Dataset records -
►

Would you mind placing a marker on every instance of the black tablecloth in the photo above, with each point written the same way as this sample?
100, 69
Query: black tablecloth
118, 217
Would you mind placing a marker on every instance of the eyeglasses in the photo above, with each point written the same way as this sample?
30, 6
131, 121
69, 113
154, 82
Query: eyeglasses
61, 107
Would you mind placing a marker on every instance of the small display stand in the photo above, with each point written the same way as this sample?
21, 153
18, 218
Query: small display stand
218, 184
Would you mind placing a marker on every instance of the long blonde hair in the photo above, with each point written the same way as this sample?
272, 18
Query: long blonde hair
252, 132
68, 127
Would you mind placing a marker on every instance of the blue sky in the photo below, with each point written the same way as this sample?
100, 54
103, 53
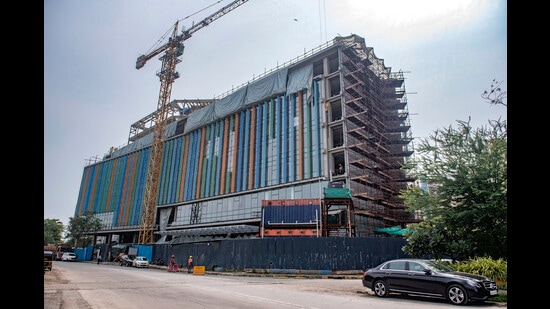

◄

Short task - Rewrite all of the data above so that every "placing a marker on" becomes "putting a dot on" and everything else stays the same. Leave the pictures out of your version.

The response -
Would you mind putting a dot on every instance of the black tablecloth in the photo above, with each point written the same way as this sample?
100, 69
Query: black tablecloth
118, 217
Would you mind putting a dot on every instance of the eyeglasses in the photo above, with each point written the same way as this sample?
30, 6
131, 121
69, 113
154, 82
Query: eyeglasses
61, 107
Would you mind putting a dot on every instance of the small display stand in the photo above, with each point written the same way as this sample?
21, 153
18, 218
Query: small display stand
218, 184
Would you mind putting a dot on every instance of the long blonde hair in the photo above, with each point written the same way as this sample?
272, 18
Query: long blonde hair
252, 132
68, 127
Would you mind putting a dot on every instance of the blue sky in the photo below, with each point written the same way as this sample?
100, 54
103, 53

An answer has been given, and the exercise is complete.